**Ihre Aufgabe:** Überarbeiten Sie im Artikel über die Ausschreitungen gegen Christen in Pakistan alles von "Eine angebliche Entweihung" bis hinunter zu "Friedhof wurde verwüstet.", indem Sie "Polizei" durch "Staatsanwaltschaft" ersetzen. Geben Sie diesen Abschnitt anschließend vollständig wieder.

**Lesetext:**
------------

Angriff auf Minderheit in Pakistan: Christen fürchten um ihr Leben

Eine angebliche Entweihung des Koran in Pakistan führt zu Ausschreitungen gegen Christen. Die Polizei erstattet Anzeige gegen christliche Anwohner.

Menschen weinen vor einem zerstörten Haus.

Angegriffene Chris­t:in­nen vor ihrem zerstörten Haus in Jaranwala, Pakistan Foto: K.M. Chaudary/ap

MUMBAI taz | Zwei Christen sind in Pakistan wegen Gotteslästerung angeklagt worden. Sie fürchten um ihr Leben. Ihre Gemeinde im Osten des Landes suchte am Mittwoch ein Mob heim. Die aufgebrachte Menge brannte mehrere Kirchen und Wohnhäuser in der Millionenstadt Faisalabad nieder. Auch ein christlicher Friedhof wurde verwüstet.

------------

**Vorliegendes Material:**
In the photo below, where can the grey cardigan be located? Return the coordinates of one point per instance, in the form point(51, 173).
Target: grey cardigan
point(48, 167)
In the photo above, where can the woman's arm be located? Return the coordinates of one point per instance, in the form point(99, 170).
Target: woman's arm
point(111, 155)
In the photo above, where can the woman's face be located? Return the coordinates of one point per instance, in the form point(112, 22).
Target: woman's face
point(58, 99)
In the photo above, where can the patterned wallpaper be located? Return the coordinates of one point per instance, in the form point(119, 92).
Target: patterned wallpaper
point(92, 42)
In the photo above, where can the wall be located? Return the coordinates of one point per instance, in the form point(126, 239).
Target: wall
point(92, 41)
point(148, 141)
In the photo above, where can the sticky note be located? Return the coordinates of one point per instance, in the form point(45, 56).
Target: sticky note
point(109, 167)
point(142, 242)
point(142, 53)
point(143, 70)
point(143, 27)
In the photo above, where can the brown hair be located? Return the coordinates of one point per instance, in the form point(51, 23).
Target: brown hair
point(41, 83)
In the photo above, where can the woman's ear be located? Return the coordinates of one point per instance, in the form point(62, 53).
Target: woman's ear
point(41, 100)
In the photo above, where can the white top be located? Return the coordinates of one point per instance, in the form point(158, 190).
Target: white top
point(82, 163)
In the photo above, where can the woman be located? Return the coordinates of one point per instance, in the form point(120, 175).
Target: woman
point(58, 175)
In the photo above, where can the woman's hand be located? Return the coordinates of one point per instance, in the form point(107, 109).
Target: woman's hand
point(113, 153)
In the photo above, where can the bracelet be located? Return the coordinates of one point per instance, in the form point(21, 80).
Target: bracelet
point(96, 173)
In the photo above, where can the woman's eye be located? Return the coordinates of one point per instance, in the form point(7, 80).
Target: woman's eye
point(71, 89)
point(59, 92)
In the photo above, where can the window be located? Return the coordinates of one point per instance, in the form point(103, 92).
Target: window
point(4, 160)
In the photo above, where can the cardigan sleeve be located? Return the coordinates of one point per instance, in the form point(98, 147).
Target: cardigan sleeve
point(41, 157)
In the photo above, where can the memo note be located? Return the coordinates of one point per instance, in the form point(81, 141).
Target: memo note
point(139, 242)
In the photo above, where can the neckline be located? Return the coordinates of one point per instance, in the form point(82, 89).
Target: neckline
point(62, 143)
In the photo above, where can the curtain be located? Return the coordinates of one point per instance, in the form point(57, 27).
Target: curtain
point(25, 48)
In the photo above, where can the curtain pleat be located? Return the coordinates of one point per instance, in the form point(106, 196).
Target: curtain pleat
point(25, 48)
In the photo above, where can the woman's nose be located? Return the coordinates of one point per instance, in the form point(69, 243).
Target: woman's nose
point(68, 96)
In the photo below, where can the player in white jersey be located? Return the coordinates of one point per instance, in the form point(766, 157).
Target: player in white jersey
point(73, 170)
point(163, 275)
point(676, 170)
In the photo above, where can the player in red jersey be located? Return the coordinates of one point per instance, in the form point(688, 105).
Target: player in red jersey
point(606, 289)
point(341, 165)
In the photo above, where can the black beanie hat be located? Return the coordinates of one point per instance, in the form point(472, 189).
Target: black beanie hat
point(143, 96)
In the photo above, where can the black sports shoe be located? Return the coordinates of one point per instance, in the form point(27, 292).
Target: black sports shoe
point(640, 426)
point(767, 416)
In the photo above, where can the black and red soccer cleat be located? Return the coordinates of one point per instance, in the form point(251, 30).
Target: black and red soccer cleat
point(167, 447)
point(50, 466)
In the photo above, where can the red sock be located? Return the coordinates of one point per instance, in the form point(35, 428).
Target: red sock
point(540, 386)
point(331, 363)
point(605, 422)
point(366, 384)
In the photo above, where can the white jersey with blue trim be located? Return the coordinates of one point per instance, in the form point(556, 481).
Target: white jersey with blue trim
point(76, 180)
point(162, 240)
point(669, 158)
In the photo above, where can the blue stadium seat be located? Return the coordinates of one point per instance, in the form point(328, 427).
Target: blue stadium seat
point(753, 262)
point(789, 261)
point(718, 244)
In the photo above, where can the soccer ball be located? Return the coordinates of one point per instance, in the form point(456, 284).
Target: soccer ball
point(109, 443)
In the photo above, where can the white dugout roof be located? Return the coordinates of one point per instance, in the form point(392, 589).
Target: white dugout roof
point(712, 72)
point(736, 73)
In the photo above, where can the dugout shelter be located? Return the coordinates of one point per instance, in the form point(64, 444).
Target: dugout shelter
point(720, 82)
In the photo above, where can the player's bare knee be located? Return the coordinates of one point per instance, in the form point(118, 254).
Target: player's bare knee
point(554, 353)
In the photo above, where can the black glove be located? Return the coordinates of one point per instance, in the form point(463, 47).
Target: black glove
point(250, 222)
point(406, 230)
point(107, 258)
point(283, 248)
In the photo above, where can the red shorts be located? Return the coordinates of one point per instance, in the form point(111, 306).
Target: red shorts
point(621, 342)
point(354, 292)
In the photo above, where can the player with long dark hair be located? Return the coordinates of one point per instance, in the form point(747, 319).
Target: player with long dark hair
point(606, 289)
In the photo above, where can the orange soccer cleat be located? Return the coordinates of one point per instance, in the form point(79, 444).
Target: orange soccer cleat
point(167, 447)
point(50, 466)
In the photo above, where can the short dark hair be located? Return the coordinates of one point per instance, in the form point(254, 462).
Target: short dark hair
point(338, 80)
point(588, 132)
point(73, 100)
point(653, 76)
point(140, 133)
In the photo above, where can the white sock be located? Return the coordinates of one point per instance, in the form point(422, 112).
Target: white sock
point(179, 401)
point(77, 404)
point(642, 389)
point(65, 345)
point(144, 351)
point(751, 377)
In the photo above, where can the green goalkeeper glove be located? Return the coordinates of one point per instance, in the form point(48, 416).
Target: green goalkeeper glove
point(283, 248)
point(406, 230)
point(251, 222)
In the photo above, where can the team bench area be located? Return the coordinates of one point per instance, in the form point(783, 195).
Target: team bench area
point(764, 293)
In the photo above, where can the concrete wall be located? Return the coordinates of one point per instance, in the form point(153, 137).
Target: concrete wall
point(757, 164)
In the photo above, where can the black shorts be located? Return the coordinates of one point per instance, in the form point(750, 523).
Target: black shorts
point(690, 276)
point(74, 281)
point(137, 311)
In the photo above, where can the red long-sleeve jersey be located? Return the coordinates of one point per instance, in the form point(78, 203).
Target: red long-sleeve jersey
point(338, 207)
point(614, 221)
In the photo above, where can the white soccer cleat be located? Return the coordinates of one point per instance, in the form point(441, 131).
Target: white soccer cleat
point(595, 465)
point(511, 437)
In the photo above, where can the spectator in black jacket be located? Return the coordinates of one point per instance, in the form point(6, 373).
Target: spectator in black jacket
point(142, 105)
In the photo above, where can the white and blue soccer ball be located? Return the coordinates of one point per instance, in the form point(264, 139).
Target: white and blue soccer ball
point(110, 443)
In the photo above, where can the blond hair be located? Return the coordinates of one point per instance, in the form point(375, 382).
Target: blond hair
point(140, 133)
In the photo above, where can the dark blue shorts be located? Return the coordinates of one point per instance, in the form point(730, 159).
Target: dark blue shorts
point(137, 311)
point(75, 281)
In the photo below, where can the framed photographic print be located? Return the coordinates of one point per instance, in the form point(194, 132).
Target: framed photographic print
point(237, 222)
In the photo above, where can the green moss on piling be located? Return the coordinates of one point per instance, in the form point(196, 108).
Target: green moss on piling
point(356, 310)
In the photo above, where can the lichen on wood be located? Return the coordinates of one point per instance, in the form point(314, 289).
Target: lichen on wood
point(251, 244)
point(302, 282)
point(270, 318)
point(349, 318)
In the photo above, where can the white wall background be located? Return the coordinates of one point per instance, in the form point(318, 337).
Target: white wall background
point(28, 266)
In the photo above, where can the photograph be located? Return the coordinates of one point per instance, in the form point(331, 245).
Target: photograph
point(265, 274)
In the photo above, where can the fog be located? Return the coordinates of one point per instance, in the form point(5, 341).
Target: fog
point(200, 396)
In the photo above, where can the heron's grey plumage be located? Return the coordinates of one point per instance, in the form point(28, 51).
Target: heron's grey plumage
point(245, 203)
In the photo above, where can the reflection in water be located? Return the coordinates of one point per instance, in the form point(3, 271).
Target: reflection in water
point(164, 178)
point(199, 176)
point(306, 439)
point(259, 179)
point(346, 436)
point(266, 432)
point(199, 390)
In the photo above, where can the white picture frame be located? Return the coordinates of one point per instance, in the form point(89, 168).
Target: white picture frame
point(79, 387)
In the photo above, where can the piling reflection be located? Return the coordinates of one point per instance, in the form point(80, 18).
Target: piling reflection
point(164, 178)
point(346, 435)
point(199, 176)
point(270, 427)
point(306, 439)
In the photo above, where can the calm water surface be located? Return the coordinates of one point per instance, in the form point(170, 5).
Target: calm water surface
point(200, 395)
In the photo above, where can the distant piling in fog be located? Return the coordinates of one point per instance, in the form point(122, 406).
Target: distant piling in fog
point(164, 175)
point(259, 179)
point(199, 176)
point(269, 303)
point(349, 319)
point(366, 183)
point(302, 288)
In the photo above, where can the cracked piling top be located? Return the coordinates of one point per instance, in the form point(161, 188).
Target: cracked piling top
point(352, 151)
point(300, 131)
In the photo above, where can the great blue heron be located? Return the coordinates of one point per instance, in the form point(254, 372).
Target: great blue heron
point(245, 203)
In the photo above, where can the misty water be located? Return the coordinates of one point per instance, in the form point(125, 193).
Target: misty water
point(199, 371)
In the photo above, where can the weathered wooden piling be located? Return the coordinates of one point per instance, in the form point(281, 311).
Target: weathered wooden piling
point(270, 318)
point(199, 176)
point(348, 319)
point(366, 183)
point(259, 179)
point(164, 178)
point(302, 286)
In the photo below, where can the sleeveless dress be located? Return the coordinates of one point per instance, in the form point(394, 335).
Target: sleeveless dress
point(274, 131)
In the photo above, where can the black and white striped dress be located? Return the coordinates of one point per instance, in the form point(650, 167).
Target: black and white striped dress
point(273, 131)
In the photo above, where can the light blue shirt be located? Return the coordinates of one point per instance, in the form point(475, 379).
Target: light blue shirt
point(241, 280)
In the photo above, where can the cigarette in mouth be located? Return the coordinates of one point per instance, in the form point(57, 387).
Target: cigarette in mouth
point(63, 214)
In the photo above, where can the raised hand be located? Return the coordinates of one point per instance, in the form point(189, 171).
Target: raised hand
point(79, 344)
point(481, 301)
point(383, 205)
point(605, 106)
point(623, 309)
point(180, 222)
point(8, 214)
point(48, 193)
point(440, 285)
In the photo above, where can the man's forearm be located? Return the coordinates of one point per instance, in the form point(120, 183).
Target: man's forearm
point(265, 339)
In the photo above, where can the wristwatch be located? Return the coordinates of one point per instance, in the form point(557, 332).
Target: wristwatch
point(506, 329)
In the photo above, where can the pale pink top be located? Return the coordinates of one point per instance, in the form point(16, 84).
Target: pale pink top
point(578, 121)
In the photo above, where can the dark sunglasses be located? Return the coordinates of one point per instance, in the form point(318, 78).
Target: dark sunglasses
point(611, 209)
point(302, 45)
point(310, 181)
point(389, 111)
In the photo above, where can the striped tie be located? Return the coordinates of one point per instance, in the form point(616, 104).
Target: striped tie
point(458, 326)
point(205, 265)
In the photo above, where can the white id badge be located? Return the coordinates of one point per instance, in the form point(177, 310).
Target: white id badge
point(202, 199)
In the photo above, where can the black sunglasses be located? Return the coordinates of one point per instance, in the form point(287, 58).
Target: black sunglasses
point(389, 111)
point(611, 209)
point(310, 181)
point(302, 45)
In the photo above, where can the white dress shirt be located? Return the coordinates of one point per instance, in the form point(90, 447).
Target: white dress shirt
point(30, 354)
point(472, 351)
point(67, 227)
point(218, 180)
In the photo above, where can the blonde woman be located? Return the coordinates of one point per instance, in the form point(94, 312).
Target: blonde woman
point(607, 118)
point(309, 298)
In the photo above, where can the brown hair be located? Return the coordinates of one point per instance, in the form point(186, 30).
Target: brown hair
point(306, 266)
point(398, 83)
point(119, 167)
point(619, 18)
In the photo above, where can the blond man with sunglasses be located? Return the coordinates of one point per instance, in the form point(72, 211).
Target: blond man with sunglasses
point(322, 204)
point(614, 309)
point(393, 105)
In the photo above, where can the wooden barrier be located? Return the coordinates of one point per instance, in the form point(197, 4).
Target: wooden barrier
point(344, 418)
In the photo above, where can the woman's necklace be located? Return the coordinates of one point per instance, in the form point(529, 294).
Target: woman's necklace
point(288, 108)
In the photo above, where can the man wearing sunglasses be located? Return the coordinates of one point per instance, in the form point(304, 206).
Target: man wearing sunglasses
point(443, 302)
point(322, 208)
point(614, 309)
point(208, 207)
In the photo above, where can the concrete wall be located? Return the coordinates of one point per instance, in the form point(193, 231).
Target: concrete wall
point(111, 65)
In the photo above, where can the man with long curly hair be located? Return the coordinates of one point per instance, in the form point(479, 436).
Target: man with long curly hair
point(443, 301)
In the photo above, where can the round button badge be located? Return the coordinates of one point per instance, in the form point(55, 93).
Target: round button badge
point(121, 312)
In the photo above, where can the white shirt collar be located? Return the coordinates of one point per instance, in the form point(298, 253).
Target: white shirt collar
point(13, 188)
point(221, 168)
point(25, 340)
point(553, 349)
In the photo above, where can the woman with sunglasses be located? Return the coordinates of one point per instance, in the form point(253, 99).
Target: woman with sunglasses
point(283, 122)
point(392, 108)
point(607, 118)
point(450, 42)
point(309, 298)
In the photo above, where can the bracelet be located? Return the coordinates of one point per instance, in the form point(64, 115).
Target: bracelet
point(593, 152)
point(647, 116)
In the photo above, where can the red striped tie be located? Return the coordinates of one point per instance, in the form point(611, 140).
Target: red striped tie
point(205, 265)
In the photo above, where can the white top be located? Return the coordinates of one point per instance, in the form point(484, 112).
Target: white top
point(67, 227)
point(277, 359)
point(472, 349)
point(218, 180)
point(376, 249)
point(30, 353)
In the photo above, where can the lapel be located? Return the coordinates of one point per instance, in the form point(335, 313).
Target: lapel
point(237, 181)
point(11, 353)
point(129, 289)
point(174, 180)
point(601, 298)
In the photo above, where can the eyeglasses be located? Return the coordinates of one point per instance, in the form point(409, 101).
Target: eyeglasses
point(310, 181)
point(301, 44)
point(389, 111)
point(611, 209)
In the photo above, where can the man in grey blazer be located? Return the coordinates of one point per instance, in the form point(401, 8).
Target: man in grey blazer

------------

**Lösung:**
Eine angebliche Entweihung des Koran in Pakistan führt zu Ausschreitungen gegen Christen. Die Staatsanwaltschaft erstattet Anzeige gegen christliche Anwohner.

Menschen weinen vor einem zerstörten Haus.

Angegriffene Chris­t:in­nen vor ihrem zerstörten Haus in Jaranwala, Pakistan Foto: K.M. Chaudary/ap

MUMBAI taz | Zwei Christen sind in Pakistan wegen Gotteslästerung angeklagt worden. Sie fürchten um ihr Leben. Ihre Gemeinde im Osten des Landes suchte am Mittwoch ein Mob heim. Die aufgebrachte Menge brannte mehrere Kirchen und Wohnhäuser in der Millionenstadt Faisalabad nieder. Auch ein christlicher Friedhof wurde verwüstet.